**Consegna:** Ricopia alla lettera il materiale qui sotto, dalla riga che contiene "Ground betway logo" giù fino alla riga che contiene "[[194, 62, 227, 123]]", entrambe comprese.

**Materiale elencato:**
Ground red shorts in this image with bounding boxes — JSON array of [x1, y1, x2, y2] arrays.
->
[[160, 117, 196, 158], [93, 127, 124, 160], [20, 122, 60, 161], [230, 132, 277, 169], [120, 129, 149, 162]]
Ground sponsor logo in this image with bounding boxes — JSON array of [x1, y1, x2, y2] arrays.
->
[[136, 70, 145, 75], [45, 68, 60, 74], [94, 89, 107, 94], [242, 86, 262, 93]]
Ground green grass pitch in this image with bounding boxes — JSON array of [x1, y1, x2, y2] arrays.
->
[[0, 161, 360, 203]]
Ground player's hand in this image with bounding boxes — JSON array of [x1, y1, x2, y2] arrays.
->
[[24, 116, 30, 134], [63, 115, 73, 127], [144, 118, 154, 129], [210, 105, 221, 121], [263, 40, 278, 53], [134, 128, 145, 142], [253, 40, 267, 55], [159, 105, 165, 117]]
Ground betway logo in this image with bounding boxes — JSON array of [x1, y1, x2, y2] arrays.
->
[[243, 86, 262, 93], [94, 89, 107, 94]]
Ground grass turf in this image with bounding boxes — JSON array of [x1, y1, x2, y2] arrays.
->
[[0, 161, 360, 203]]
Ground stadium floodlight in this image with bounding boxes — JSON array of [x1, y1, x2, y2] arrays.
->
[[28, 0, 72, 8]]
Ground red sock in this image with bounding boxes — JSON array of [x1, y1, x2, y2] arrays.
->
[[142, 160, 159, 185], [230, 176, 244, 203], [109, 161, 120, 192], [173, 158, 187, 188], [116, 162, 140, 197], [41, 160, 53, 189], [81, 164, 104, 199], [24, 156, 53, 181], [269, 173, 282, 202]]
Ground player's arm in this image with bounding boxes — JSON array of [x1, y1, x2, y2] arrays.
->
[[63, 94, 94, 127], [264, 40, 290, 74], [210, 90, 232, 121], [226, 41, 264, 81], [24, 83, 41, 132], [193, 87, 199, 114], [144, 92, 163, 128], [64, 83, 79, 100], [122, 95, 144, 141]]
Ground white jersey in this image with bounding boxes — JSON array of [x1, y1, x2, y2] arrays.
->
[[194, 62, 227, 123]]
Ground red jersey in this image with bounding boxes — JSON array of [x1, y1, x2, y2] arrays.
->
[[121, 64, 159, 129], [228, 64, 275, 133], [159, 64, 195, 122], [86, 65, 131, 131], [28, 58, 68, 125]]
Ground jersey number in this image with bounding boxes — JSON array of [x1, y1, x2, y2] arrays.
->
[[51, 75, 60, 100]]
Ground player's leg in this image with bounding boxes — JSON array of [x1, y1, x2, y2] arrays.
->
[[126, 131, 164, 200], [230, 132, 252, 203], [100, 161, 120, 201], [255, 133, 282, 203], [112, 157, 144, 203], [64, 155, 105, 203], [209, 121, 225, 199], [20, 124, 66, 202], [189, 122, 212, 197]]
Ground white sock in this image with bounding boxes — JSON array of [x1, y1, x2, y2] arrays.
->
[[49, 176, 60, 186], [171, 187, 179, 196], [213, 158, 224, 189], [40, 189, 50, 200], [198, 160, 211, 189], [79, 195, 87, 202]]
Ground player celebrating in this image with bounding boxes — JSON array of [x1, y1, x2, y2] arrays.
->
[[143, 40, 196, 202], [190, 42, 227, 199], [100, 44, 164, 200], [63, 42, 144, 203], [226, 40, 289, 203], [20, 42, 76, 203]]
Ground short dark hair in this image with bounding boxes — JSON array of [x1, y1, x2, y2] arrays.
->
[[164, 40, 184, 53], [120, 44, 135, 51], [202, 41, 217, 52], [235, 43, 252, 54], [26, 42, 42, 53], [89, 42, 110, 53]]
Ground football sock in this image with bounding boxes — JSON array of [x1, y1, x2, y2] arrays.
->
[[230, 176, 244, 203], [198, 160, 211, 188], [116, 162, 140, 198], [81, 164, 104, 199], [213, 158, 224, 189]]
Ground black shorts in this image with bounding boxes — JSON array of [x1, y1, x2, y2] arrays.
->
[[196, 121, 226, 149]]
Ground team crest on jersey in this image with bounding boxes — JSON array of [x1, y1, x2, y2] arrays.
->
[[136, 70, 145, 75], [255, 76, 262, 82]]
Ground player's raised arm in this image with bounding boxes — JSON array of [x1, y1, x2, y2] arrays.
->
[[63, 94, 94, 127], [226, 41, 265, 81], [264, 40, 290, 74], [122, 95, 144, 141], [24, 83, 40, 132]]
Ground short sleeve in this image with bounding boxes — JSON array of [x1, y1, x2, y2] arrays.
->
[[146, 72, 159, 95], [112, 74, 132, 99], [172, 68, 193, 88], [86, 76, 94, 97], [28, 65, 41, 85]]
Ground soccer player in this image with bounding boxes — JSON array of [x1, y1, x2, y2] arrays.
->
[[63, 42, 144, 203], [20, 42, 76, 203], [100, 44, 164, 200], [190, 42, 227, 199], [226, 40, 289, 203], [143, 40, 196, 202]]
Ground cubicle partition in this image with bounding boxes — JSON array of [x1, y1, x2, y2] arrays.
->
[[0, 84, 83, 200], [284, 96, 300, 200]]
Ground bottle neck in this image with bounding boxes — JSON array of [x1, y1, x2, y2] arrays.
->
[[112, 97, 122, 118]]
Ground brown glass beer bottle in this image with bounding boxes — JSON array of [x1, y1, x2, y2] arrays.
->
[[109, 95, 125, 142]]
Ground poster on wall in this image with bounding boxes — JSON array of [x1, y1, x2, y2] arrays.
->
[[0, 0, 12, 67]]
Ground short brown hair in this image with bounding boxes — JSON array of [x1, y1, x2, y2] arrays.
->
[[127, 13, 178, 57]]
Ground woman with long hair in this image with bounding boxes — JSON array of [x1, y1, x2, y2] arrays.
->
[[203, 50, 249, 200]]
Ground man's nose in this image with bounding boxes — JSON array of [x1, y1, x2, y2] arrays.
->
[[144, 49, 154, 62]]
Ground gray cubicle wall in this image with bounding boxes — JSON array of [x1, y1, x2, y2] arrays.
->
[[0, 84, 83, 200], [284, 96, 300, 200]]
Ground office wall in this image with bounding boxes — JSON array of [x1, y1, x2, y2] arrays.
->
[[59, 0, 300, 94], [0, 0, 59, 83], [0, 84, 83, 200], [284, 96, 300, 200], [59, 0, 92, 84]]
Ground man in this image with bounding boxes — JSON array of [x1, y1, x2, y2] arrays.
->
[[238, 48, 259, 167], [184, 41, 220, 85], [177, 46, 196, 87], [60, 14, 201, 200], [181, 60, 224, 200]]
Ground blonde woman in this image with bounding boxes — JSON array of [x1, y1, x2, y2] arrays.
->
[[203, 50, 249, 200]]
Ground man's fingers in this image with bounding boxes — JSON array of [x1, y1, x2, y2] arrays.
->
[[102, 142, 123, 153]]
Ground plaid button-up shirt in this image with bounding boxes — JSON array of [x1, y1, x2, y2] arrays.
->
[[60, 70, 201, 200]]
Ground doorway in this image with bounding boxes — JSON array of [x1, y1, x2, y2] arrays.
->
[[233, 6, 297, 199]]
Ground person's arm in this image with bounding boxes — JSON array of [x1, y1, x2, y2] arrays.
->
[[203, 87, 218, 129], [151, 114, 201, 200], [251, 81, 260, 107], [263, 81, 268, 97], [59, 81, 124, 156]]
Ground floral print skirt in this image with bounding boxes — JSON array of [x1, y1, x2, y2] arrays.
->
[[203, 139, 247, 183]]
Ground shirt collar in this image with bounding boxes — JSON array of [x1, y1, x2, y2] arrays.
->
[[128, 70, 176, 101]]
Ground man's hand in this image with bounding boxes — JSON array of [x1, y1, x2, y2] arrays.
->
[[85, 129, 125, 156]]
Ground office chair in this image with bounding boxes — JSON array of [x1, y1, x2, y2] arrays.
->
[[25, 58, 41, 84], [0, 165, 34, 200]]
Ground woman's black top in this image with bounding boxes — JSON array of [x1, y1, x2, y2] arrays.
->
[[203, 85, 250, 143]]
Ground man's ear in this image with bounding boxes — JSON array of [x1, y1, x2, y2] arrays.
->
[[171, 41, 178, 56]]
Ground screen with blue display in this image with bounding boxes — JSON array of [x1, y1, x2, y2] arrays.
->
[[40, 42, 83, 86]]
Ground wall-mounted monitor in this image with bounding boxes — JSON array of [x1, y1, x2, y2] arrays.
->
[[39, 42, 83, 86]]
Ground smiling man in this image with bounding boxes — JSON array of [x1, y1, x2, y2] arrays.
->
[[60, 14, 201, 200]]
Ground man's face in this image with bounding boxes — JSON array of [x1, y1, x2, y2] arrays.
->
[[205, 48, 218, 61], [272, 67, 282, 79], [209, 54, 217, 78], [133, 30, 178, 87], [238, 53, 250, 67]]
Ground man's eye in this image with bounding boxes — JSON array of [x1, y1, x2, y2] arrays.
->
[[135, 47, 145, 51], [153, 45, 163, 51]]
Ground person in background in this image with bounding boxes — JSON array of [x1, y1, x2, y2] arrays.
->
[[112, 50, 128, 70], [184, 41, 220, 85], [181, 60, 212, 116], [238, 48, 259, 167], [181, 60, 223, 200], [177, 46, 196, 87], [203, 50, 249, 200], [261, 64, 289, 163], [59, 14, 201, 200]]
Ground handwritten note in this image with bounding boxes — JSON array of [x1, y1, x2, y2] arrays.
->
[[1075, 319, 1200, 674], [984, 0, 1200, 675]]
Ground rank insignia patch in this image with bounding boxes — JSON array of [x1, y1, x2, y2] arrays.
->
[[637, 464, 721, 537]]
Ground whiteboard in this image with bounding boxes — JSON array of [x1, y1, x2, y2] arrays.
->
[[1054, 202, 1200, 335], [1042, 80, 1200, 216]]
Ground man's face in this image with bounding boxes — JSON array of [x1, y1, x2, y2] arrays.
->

**Risposta:**
Ground betway logo in this image with bounding boxes — JSON array of [x1, y1, x2, y2] arrays.
->
[[243, 86, 262, 93], [94, 89, 107, 94]]
Ground grass turf in this image with bounding boxes — JSON array of [x1, y1, x2, y2] arrays.
->
[[0, 161, 360, 203]]
Ground stadium floodlight in this image with bounding boxes — JSON array of [x1, y1, x2, y2] arrays.
->
[[28, 0, 72, 8]]
Ground red sock in this image with bounding boxes — JSON array of [x1, y1, x2, y2] arrays.
->
[[142, 160, 159, 185], [230, 176, 244, 203], [109, 161, 120, 192], [173, 158, 187, 188], [116, 162, 140, 197], [41, 160, 53, 189], [81, 164, 104, 199], [24, 156, 53, 181], [269, 173, 282, 202]]
Ground player's arm in this image with bounding boxes — JSON array of [x1, y1, x2, y2] arrays.
->
[[63, 94, 94, 127], [264, 40, 290, 74], [210, 90, 232, 121], [226, 41, 264, 81], [24, 83, 41, 132], [193, 87, 199, 114], [144, 92, 163, 128], [64, 83, 79, 100], [122, 95, 144, 141]]
Ground white jersey in this image with bounding boxes — JSON array of [x1, y1, x2, y2] arrays.
->
[[194, 62, 227, 123]]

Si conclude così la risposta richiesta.